Data listing:
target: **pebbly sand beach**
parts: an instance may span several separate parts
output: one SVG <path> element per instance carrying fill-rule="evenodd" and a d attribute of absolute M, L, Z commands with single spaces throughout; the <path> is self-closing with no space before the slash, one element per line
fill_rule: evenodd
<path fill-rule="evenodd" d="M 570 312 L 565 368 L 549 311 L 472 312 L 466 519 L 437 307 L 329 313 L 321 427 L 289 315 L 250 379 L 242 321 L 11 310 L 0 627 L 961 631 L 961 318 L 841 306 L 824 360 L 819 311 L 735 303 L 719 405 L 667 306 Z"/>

*Given instruction*. Reproduce verbatim every line from the beginning of the entries above through the line containing "fill_rule: evenodd", including that line.

*Response to the task*.
target: **pebbly sand beach**
parts: an instance may span several separate parts
output: one SVG <path> element per instance carrying fill-rule="evenodd" and a d attribute of absolute M, L, Z commands with single spaces throughout; the <path> is self-closing with no space before the slash, one element per line
fill_rule: evenodd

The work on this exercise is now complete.